Problem requirements: Can you lay out everything from the line containing "Where is each instance of the brick" down to the line containing "point(493, 292)", both included, as a two-column CSV with the headers entry_text and answer, one row per entry? Put each field in quotes, turn its line breaks into spaces, and leave the pictures out.

Source data:
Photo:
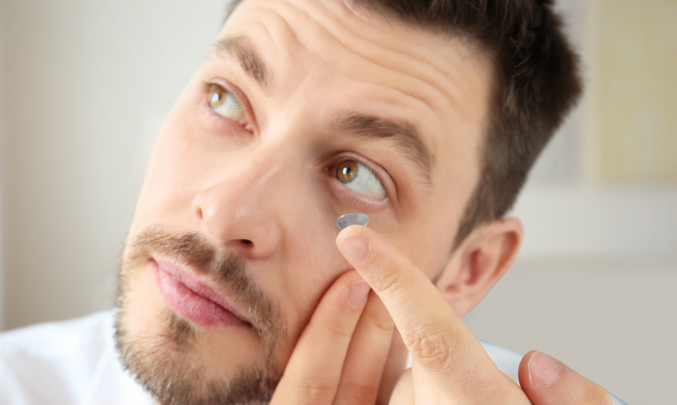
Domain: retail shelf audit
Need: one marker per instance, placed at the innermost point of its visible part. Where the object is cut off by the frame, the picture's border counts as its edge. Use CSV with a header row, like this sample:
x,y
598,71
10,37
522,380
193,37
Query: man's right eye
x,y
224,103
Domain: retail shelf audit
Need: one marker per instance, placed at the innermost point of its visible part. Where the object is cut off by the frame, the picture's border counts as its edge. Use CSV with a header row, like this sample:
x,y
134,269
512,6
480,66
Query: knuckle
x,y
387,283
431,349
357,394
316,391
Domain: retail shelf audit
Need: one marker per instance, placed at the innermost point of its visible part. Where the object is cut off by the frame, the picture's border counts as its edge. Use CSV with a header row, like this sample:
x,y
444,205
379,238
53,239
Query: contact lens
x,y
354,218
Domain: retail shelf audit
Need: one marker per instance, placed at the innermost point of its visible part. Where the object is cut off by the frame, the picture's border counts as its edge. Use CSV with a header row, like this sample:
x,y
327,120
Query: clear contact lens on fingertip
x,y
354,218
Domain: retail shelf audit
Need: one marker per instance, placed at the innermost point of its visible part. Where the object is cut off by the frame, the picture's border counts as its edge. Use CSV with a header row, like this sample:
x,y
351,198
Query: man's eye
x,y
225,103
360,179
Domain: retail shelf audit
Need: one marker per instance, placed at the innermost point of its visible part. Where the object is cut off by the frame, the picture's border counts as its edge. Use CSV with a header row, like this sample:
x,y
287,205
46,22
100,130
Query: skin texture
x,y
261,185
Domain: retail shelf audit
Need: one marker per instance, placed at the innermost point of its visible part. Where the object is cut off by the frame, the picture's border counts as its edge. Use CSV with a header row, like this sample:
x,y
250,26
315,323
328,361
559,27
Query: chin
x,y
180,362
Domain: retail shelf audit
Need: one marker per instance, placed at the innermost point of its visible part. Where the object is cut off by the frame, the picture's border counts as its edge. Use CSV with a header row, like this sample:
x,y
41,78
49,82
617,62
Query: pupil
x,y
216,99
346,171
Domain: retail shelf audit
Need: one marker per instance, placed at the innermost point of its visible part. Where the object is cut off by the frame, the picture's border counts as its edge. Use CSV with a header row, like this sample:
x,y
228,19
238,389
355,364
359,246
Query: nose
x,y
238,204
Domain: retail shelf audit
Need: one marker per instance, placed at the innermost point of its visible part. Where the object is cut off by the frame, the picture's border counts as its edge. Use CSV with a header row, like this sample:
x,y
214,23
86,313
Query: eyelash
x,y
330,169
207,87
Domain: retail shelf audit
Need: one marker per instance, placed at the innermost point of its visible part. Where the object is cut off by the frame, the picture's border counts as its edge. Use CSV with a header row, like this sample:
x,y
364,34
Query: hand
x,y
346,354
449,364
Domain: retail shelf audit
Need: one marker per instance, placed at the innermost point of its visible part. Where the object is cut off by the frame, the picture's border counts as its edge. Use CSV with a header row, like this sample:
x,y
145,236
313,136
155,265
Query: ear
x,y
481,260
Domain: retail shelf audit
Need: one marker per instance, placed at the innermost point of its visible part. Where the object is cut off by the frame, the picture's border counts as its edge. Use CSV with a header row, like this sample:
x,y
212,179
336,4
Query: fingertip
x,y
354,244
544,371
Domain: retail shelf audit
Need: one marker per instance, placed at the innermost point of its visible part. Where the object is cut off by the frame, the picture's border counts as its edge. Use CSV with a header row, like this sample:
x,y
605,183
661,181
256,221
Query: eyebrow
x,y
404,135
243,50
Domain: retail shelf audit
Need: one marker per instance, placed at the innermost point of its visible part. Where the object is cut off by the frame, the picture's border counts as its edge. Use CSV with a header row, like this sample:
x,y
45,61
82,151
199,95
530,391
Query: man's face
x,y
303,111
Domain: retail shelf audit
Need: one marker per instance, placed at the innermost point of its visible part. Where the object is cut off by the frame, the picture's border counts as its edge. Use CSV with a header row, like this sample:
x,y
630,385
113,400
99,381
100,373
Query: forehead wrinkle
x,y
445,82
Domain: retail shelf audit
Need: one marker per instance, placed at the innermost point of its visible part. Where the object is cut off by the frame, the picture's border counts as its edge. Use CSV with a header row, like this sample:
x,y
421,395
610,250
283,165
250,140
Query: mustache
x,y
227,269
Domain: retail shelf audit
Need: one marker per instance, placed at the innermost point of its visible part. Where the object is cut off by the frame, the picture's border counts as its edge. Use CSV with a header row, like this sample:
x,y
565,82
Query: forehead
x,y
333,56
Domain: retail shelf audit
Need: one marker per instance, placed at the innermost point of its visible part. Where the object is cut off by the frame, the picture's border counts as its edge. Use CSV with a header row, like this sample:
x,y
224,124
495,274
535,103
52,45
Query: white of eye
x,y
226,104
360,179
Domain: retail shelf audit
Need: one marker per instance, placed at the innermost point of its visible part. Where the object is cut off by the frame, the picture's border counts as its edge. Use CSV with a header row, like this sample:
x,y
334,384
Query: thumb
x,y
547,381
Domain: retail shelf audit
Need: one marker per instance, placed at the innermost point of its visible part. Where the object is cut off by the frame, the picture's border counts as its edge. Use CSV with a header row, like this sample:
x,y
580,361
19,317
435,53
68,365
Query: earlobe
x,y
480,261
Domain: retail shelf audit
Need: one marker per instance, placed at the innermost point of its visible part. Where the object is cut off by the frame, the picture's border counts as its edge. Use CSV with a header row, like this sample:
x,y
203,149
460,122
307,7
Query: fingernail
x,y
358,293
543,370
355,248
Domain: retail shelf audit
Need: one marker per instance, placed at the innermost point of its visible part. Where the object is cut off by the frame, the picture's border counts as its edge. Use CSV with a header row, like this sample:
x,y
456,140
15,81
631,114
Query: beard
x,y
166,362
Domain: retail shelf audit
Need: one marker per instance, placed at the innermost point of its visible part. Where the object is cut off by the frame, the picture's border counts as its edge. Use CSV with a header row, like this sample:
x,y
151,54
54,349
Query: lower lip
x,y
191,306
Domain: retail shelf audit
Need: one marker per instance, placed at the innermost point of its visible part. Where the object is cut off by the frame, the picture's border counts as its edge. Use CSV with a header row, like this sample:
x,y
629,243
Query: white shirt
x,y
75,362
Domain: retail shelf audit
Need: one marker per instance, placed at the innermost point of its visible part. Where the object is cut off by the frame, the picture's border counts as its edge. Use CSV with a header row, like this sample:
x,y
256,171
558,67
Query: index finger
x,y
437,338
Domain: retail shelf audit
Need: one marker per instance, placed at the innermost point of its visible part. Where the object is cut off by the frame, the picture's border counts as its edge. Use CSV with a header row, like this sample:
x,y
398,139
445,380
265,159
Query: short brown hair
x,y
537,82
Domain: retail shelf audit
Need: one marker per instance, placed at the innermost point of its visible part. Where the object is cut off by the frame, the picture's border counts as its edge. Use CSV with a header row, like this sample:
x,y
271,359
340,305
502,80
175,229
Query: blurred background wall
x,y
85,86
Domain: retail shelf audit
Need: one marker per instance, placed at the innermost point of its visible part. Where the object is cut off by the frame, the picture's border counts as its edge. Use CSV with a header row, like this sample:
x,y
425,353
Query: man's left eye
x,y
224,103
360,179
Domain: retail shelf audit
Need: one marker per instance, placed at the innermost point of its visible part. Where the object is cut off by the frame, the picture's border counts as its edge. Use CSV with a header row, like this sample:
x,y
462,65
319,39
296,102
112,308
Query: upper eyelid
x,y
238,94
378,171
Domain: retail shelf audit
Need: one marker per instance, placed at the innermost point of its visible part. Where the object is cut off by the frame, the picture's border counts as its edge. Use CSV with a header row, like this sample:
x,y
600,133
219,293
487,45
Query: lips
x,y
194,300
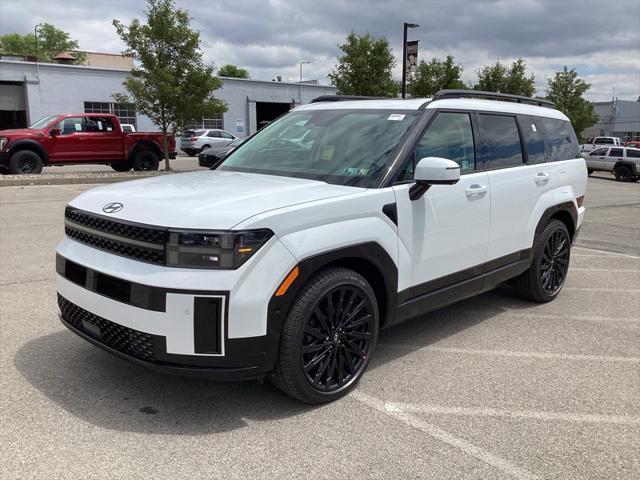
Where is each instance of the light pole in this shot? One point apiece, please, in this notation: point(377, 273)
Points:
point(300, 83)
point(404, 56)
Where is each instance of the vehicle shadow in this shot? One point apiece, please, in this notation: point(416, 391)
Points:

* * *

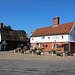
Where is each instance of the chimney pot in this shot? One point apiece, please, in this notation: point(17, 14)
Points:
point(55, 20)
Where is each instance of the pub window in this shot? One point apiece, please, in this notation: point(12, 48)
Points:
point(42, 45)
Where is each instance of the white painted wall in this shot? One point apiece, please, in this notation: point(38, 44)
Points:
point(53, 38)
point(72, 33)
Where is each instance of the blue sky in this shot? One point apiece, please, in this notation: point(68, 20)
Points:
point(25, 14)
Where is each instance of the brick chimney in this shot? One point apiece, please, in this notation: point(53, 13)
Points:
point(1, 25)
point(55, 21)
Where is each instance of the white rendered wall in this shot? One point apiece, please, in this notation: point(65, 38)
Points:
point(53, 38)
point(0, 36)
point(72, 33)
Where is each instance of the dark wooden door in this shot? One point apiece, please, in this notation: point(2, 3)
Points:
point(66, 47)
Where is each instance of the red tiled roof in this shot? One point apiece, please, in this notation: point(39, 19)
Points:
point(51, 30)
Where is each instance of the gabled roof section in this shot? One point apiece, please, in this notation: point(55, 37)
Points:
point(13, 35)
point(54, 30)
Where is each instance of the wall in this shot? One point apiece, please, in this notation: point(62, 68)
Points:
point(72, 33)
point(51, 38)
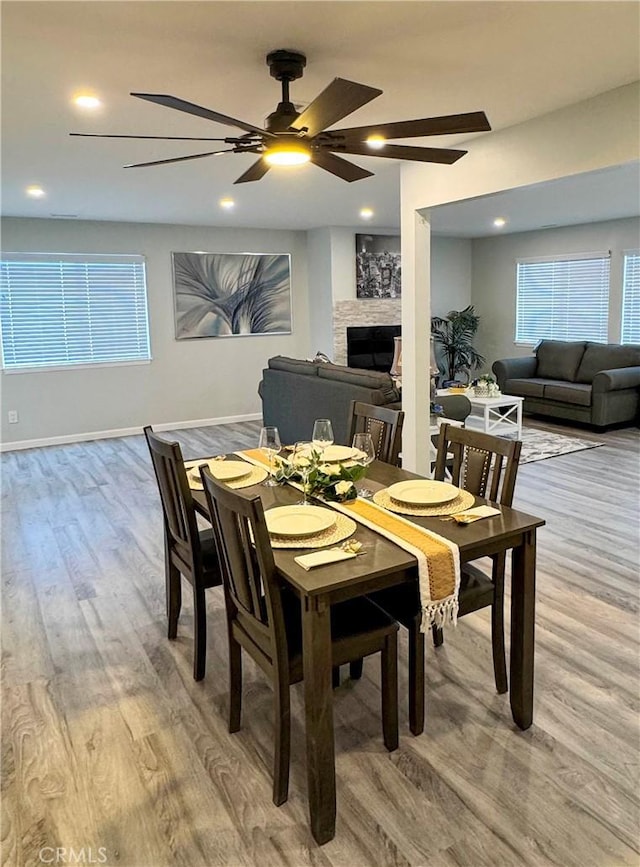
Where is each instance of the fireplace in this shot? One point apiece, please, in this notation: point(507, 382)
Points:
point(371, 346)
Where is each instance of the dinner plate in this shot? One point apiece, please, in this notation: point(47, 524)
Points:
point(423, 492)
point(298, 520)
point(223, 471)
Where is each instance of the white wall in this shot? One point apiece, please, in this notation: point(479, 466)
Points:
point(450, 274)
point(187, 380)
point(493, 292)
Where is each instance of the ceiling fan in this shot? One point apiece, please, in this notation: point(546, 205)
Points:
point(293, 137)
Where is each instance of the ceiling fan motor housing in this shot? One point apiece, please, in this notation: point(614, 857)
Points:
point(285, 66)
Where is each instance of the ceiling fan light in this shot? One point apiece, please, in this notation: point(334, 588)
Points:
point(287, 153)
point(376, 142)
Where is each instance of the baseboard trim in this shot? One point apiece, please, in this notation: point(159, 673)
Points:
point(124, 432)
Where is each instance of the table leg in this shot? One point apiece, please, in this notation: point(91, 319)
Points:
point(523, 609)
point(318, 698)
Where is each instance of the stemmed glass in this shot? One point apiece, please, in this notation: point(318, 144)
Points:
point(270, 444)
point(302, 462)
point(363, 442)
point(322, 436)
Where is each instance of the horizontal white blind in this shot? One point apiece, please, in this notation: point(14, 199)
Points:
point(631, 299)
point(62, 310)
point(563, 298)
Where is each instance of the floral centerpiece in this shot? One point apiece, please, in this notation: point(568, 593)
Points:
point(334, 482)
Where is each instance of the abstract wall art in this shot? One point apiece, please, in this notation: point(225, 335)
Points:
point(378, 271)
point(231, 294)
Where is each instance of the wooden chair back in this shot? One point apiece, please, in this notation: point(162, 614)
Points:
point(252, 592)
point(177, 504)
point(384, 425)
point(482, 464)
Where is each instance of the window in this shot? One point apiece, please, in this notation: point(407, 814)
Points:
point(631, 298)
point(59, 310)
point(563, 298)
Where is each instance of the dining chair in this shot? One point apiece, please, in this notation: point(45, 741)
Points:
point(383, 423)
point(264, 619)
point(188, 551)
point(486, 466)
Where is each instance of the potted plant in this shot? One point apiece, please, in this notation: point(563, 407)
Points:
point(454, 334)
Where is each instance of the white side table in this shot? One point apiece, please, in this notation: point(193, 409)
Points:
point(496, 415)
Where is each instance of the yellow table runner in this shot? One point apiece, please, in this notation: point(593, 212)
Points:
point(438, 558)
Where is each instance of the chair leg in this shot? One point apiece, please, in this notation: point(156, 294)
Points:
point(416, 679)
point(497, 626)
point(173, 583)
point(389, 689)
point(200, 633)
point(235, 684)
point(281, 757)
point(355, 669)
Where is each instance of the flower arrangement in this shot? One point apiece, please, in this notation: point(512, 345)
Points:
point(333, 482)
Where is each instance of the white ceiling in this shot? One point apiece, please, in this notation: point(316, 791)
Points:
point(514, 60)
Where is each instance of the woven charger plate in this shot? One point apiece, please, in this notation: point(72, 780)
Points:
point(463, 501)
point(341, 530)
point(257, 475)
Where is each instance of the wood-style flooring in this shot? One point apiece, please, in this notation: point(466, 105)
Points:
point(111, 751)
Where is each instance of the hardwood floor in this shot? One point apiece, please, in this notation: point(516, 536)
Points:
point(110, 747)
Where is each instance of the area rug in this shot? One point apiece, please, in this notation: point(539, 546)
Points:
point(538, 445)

==

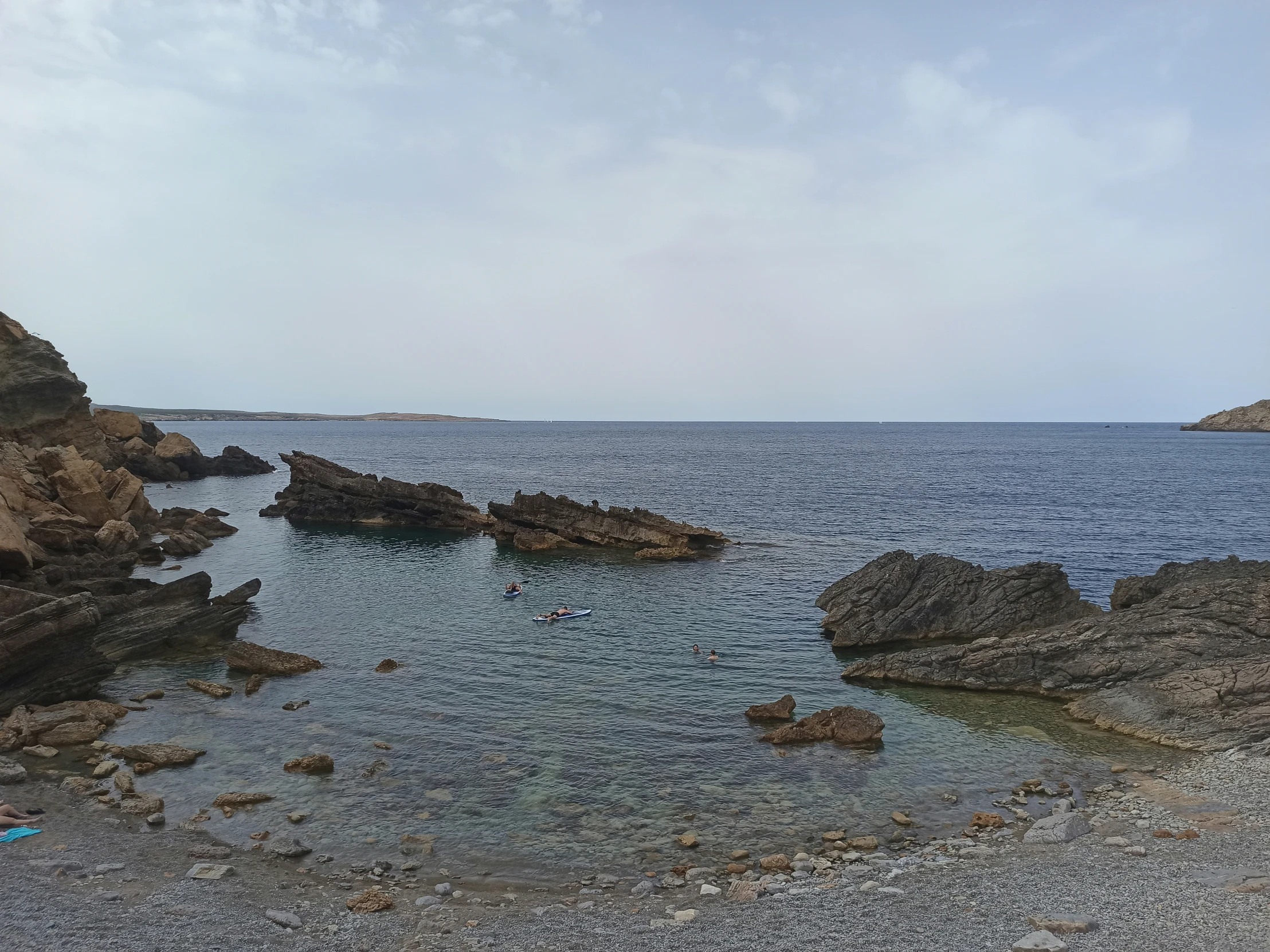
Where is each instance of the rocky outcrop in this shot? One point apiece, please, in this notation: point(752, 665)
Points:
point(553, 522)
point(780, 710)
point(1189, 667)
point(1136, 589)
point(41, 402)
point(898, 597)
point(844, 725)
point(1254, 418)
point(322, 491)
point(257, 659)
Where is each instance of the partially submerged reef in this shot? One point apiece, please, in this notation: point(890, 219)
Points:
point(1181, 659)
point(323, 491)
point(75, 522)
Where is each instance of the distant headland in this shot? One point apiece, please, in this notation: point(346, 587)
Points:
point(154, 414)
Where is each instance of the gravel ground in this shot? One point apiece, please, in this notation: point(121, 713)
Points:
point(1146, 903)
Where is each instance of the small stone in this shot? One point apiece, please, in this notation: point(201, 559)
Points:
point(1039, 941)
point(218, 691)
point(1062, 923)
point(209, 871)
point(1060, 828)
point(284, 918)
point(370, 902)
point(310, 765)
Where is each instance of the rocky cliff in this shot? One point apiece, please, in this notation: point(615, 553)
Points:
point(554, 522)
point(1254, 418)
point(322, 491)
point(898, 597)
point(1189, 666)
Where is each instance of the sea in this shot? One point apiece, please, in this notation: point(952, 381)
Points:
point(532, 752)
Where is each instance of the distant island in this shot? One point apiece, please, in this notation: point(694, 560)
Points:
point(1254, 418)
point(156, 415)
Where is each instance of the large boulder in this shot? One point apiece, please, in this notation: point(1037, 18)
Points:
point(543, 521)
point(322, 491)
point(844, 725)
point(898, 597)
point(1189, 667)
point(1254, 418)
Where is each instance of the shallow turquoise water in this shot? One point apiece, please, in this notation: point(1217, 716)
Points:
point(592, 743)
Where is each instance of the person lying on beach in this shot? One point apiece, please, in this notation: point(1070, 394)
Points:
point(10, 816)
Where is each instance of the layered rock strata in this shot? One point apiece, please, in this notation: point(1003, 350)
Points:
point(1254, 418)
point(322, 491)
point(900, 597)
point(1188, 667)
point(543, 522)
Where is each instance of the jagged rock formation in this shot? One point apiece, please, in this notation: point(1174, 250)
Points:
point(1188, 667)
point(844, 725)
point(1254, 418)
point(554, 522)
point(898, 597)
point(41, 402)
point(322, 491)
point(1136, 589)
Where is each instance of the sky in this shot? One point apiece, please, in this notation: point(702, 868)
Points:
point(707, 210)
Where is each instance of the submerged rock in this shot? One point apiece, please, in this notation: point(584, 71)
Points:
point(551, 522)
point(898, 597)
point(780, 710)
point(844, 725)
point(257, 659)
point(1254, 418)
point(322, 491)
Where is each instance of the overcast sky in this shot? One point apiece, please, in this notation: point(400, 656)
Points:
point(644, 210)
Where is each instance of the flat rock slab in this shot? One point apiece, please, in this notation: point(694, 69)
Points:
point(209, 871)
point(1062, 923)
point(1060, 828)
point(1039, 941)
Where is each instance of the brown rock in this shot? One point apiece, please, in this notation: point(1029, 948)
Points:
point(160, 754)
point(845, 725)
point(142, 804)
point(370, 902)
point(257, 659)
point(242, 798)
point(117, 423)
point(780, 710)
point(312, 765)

Exercise solution:
entry_text,answer
"Where is each instance of the brick chimney in this shot? One point apiece, please, in this notation: point(53, 13) Points:","point(1, 25) point(55, 21)"
"Where is each instance of the white rendered wall in this shot? One point apiece, please, in this notation: point(65, 38) Points:","point(53, 38) point(0, 36) point(72, 33)"
"Where is each instance of the dark wooden door in this shot? One point apiece, please, in this notation: point(2, 3) Points:","point(66, 47)"
"Where is each instance of the red tiled roof in this shot? One point apiece, please, in this notation: point(39, 19) Points:","point(51, 30)"
"Where is each instance of the gabled roof section in this shot? One point apiece, please, in this notation: point(55, 37) Points:","point(13, 35) point(54, 30)"
"Where is each instance of the wall in this shot? One point apiece, please, in this notation: point(62, 68) Points:","point(72, 33) point(51, 38)"
"Where is each instance of the fireplace in this shot? One point apiece, please, in this notation: point(507, 382) Points:","point(371, 346)"
"Where is each instance of the dinner plate in this shot? One point apiece, please, in this notation: point(47, 524) Points:","point(423, 492) point(298, 520) point(223, 471)"
"Where is each instance of the white wall in this shot? One point apiece, please, in this notation: point(479, 466) Points:","point(450, 274) point(187, 380) point(493, 292)"